Solving Systems Using Matrices

Solve Using the Inverse

The inverse of a matrix can be used to solve a matrix equation of the form

AX=B

To solve an algebraic equation of the form $ax=b$ where $a\neq0$ , multiply both sides of the equation by the multiplicative inverse of $a$ . Similarly, to solve a matrix equation of the form $AX=B$ , multiply both sides of the equation by the inverse of $A$ .

Since matrix multiplication is not commutative, be sure to multiply both sides by $A^{-1}$ in the same order. Use $A^{-1}$ as the first factor in each product.

Solving a Matrix Equation Using the Inverse

Solve the matrix equation

CX=D

C=\begin{bmatrix} 2 & 5 \\ 3 & 9 \end{bmatrix}\hspace{20pt}D=\begin{bmatrix} \phantom{-}0 & -1 \\ -2 & \phantom{-}3 \end{bmatrix}

Write the equation using matrices.

\begin{aligned}CX&=D\\\begin{bmatrix} 2 & 5 \\ 3 & 9 \end{bmatrix}X&= \begin{bmatrix} \phantom{-}0 & -1 \\ -2 & \phantom{-}3 \end{bmatrix}\end{aligned}

Use any method to identify the inverse of

C

C^{-1}=\begin{bmatrix}\phantom{-}3&-\frac{5}{3}\\[0.5em]-1&\phantom{-}\frac{2}{3} \end{bmatrix}

Multiply both sides of the matrix equation by

C^{-1}

\begin{bmatrix}\phantom{-}3&-\frac{5}{3}\\[0.5em]-1&\phantom{-}\frac{2}{3} \end{bmatrix} \begin{bmatrix} 2 & 5 \\ 3 & 9 \end{bmatrix}X= \begin{bmatrix}\phantom{-}3&-\frac{5}{3}\\[0.5em]-1&\phantom{-}\frac{2}{3} \end{bmatrix} \begin{bmatrix} \phantom{-}0 & -1 \\ -2 & \phantom{-}3 \end{bmatrix}

Simplify the left side of the equation.

####

# Required work
a) Duplicate a portion of the matrices page word for word: begin at the words "Solve the matrix" and stop after "equation using matrices.".
b) List every capital letter that the matrices page uses as the name of a matrix.
The items that follow the matrices page were taken from a separate source.

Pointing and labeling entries
####

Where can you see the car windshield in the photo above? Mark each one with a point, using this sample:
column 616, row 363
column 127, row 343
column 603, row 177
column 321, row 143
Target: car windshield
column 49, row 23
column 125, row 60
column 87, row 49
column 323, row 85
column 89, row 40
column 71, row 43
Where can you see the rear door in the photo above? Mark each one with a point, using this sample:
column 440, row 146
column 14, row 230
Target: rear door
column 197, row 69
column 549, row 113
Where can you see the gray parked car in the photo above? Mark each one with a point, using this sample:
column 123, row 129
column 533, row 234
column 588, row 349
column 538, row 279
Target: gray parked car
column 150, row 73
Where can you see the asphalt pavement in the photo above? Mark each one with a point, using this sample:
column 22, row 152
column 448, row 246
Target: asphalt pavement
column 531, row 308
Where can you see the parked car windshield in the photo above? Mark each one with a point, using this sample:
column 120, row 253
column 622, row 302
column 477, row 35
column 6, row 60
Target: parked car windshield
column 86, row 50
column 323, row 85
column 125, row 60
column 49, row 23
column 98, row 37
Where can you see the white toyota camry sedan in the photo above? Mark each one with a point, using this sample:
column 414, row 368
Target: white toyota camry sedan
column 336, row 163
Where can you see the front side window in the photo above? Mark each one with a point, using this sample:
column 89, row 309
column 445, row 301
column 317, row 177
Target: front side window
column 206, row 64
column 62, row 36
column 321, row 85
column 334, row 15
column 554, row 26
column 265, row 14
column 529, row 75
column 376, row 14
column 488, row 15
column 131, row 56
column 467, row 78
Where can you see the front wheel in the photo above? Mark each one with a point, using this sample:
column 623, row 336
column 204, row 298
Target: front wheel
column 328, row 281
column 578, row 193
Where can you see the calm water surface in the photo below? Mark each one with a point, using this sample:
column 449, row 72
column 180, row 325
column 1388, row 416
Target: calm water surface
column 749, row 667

####

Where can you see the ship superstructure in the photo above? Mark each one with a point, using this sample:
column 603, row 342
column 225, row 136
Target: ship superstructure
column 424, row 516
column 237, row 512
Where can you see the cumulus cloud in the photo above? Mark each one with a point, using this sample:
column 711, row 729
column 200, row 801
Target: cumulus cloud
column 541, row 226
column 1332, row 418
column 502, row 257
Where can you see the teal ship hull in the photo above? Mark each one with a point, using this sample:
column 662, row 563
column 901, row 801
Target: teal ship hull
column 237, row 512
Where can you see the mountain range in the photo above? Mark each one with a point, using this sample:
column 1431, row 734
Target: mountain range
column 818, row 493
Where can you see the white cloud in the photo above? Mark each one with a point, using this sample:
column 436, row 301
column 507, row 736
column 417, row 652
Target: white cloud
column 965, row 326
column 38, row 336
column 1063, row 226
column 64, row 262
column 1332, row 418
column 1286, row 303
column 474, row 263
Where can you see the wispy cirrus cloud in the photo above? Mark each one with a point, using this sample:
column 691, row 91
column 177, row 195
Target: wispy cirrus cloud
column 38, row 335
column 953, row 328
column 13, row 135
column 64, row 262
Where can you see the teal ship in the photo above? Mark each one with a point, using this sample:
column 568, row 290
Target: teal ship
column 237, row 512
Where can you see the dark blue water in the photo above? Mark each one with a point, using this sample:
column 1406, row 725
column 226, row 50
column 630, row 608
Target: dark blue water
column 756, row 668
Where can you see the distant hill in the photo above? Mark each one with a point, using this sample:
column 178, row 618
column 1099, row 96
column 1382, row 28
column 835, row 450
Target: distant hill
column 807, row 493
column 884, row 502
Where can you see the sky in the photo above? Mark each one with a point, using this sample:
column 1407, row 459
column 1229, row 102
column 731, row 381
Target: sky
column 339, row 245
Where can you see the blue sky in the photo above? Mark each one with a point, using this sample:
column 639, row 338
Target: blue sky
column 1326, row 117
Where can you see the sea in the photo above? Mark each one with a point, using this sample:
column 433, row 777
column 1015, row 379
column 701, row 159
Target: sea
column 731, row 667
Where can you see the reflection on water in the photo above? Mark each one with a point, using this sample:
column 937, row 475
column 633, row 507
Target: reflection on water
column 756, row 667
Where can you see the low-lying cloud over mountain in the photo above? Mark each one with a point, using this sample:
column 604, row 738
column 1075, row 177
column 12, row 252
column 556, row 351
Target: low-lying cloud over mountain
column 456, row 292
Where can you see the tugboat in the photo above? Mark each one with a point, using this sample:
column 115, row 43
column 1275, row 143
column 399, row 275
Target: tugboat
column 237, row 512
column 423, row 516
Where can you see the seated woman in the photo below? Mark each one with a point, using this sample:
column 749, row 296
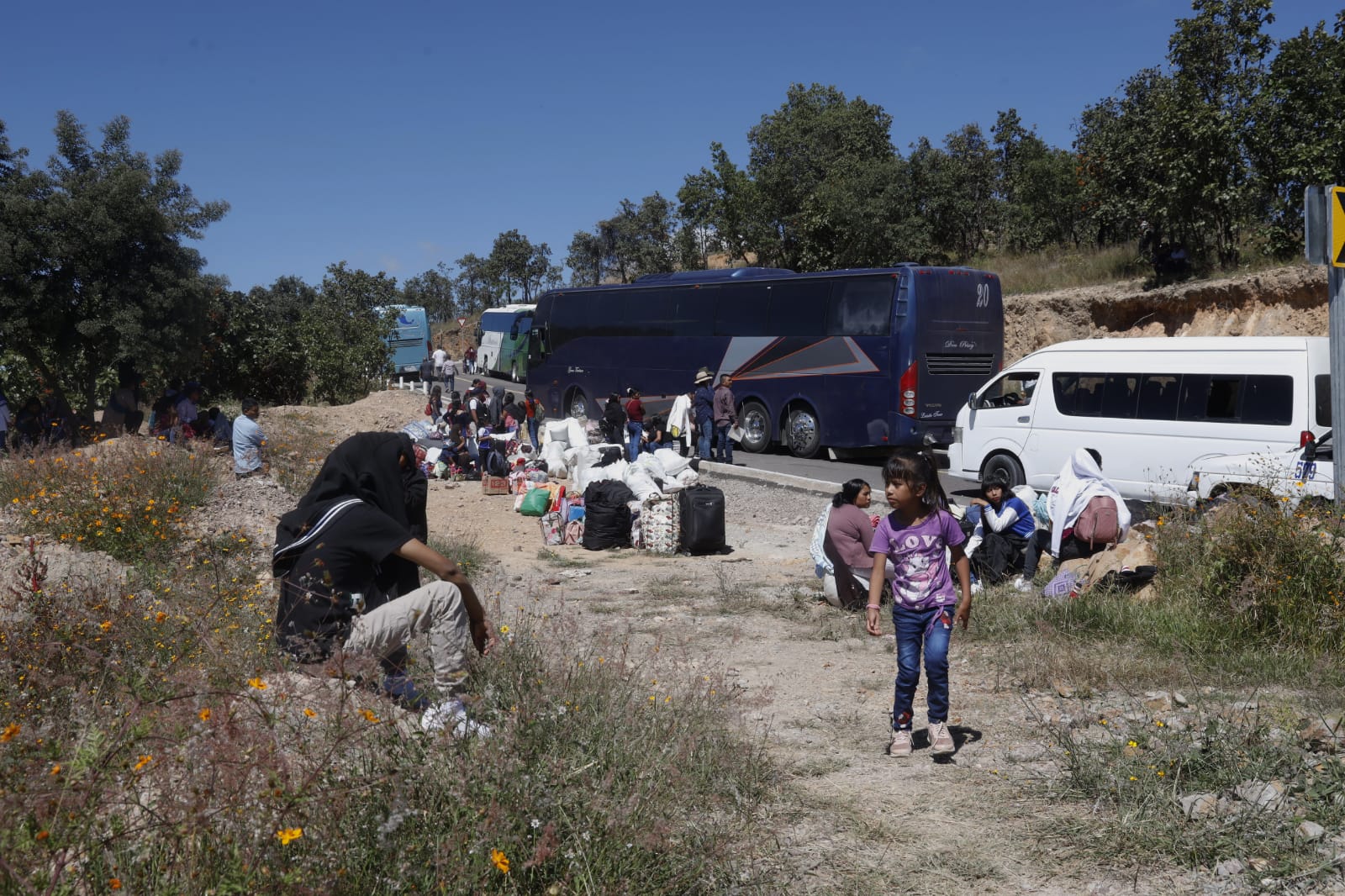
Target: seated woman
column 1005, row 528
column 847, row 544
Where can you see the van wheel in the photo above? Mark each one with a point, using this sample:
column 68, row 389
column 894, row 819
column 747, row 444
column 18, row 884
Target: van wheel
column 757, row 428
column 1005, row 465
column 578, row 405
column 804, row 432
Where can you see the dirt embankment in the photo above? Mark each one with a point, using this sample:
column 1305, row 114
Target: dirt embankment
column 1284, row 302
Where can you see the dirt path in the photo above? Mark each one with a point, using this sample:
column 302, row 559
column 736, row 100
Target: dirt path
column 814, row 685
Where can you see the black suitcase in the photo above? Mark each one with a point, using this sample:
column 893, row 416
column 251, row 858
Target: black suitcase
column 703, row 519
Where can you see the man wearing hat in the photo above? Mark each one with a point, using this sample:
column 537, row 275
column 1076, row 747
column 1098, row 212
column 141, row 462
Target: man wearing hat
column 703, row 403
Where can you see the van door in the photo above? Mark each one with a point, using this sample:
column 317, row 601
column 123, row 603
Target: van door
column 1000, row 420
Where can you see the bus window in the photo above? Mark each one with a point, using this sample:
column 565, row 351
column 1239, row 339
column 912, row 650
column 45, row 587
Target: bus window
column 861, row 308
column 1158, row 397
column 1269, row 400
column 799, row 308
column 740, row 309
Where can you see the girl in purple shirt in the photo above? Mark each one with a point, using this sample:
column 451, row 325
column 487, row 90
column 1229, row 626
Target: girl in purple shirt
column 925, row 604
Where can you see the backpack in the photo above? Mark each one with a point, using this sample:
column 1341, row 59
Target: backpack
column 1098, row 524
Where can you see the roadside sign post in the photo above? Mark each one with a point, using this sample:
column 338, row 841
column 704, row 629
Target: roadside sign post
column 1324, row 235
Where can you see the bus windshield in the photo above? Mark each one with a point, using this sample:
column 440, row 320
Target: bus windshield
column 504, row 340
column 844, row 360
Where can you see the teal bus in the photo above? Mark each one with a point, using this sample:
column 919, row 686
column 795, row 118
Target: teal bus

####

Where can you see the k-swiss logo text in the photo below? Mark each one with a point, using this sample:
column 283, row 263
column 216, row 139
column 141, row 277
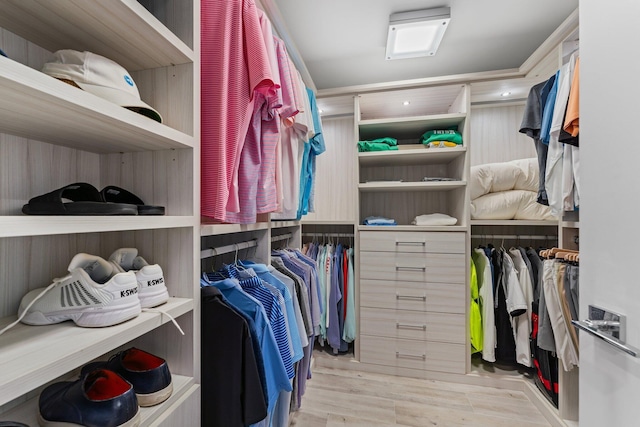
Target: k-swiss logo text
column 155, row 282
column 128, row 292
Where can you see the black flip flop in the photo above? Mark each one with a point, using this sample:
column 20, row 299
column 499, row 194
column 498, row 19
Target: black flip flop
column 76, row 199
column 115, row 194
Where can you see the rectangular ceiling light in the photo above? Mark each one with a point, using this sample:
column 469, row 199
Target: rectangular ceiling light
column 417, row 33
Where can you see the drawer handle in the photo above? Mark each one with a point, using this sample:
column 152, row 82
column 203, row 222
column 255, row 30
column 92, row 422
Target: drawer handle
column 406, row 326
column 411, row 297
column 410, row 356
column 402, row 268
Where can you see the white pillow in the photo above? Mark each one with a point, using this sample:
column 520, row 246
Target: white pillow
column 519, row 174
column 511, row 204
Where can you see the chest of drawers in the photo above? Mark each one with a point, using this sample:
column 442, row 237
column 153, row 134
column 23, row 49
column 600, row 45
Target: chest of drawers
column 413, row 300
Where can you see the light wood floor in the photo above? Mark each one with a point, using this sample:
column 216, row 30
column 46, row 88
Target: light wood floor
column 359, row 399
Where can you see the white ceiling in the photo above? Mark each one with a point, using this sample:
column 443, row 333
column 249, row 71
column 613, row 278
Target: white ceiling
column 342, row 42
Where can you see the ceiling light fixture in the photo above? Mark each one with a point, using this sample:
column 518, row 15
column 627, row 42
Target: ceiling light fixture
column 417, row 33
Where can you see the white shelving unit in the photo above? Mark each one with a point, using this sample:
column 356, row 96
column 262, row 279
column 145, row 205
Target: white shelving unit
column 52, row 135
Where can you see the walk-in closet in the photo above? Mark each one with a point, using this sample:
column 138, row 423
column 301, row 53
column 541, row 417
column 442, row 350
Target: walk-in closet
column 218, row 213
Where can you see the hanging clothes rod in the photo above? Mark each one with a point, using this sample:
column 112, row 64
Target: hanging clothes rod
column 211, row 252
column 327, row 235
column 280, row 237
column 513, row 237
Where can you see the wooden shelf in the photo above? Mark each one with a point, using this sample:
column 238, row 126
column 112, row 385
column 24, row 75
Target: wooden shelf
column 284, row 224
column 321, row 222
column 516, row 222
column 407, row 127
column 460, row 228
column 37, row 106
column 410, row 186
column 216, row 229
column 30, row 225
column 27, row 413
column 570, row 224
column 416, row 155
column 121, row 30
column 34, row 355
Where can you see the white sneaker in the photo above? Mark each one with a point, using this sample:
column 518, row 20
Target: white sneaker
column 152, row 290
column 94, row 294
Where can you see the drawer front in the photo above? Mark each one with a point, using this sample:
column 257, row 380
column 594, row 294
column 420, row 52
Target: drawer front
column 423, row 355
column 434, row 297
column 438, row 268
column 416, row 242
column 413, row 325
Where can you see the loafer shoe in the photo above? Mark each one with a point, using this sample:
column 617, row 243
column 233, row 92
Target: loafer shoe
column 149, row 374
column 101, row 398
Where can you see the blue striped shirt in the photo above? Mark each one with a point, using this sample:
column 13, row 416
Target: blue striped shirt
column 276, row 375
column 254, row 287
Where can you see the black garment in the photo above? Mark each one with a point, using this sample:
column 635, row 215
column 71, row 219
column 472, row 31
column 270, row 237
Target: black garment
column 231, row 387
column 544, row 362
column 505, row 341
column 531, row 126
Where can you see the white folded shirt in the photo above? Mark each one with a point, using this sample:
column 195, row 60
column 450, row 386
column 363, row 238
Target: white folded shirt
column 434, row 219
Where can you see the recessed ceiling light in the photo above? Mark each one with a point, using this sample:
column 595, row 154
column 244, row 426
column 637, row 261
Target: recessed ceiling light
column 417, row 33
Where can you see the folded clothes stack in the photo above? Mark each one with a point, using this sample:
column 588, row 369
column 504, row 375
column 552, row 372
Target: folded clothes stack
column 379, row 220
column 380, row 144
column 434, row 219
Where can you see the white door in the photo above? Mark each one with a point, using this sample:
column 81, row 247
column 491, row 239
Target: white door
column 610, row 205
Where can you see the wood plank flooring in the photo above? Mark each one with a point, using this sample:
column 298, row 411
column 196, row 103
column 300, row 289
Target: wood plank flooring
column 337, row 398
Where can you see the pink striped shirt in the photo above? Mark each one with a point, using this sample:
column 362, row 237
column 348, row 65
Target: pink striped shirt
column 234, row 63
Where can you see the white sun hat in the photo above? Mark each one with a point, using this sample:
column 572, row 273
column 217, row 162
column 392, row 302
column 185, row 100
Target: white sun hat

####

# Solutions by task
a)
Solve the matrix equation

CX=D

C=\begin{bmatrix} 2 & 5 \\ 3 & 9 \end{bmatrix}\hspace{20pt}D=\begin{bmatrix} \phantom{-}0 & -1 \\ -2 & \phantom{-}3 \end{bmatrix}

Write the equation using matrices.

b) A, X, B, C, D